■ Problem to work on
List every line in the records below that contains the word "plaid", copying each line in full.

■ Provided entries
********************
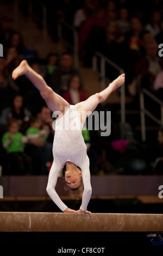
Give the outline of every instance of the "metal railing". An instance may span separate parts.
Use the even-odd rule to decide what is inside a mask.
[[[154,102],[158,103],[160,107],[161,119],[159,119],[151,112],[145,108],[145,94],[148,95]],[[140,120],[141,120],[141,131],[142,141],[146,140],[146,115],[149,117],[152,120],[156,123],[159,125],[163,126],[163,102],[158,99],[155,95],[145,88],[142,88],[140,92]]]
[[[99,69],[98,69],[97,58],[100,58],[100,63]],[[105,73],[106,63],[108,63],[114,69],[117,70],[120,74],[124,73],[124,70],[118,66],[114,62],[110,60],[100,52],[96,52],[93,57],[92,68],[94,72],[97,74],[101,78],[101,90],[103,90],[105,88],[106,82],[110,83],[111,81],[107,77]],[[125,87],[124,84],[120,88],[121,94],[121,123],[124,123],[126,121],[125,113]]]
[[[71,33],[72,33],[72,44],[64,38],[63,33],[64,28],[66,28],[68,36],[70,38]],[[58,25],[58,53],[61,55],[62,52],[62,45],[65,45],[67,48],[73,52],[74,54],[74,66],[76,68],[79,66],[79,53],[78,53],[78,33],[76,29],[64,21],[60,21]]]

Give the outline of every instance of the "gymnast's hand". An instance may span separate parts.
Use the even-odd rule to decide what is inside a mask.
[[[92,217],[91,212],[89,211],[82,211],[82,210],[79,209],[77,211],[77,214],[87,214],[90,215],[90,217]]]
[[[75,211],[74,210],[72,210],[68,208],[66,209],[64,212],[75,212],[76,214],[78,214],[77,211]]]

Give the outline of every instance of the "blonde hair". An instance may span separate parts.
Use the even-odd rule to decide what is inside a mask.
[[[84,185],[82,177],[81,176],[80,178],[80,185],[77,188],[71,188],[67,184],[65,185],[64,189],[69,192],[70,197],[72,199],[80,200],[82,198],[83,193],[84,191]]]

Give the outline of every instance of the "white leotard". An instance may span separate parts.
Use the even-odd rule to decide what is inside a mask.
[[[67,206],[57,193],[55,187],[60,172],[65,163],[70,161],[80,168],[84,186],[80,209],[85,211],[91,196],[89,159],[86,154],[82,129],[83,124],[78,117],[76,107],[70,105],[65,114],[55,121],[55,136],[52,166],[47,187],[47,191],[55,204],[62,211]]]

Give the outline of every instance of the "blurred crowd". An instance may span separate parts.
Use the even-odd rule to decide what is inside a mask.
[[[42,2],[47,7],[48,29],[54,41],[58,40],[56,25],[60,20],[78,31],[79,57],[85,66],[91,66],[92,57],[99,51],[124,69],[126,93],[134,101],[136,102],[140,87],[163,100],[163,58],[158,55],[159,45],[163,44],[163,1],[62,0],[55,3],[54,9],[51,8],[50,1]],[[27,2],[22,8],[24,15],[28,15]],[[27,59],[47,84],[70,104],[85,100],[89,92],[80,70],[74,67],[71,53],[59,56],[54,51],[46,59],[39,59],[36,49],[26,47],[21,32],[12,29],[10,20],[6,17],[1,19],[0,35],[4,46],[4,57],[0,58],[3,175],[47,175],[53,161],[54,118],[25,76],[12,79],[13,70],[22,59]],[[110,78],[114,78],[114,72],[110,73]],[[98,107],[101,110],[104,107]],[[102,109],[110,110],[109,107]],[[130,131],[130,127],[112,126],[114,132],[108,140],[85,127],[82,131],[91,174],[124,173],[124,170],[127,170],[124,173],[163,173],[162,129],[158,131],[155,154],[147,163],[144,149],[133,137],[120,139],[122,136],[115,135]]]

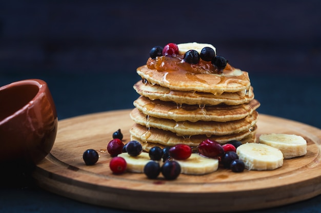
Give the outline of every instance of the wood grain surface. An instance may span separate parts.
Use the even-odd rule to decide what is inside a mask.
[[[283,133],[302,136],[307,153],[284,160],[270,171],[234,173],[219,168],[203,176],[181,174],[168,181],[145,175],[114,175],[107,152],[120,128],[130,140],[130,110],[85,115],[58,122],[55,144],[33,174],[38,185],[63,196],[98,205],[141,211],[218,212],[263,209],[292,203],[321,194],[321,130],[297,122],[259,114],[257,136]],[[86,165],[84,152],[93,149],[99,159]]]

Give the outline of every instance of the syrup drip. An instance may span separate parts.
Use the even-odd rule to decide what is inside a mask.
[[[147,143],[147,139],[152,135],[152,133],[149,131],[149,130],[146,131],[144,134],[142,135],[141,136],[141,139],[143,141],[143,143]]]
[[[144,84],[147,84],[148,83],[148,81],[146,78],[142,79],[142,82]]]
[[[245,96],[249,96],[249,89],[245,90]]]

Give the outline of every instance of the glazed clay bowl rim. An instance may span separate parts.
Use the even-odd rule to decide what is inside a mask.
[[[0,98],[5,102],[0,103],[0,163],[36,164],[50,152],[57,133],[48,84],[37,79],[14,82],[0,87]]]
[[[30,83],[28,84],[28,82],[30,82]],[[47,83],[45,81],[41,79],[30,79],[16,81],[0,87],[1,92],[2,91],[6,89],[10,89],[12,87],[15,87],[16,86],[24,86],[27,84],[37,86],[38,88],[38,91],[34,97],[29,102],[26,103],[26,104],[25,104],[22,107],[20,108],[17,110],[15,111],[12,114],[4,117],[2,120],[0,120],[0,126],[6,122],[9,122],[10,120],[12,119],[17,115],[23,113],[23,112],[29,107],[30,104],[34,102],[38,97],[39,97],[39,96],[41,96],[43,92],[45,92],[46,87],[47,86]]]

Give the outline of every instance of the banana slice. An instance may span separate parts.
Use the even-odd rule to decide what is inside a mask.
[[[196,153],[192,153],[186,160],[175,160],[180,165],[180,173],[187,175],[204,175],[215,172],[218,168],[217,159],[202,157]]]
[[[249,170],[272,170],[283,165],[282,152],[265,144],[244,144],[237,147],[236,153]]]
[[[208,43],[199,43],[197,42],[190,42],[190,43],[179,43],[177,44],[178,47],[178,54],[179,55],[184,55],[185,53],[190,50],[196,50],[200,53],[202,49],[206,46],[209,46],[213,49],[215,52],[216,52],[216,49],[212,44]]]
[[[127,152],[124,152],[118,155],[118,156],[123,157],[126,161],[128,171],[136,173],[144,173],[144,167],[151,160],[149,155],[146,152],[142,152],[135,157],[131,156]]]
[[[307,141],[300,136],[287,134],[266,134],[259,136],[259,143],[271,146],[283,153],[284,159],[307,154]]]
********************
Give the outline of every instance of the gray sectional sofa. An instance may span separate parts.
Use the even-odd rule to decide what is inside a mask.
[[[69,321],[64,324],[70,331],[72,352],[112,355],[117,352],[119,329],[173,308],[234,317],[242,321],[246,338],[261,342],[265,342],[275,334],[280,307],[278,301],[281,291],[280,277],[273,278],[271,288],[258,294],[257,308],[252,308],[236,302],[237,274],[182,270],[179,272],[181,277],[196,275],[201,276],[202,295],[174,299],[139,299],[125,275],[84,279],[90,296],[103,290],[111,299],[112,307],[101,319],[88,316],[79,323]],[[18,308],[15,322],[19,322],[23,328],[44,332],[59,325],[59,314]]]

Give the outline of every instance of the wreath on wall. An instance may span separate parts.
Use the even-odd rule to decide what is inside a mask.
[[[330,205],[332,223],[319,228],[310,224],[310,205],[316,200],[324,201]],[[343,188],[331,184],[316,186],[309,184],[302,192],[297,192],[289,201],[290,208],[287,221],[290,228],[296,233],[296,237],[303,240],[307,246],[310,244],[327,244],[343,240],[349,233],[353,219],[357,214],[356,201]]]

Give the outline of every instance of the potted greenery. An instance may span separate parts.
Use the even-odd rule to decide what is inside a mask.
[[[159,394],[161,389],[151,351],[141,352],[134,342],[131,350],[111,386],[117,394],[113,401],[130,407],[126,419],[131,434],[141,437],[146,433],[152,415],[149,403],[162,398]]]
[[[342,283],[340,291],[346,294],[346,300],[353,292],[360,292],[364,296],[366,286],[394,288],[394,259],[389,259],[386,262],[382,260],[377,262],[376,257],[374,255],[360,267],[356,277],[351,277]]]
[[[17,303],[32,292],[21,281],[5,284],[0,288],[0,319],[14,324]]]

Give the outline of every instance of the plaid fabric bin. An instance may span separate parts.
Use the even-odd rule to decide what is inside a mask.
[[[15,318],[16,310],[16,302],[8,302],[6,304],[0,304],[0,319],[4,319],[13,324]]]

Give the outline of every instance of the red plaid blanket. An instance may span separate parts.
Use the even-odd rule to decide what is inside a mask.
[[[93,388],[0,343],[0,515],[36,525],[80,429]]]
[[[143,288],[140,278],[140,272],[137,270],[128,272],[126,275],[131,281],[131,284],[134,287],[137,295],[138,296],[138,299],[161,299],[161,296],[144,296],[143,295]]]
********************
■ Output below
Give the outline of every instance of the plaid fabric bin. An instance may span separate parts.
Give the outline of every instance of the red plaid blanket. An instance may span separate parts.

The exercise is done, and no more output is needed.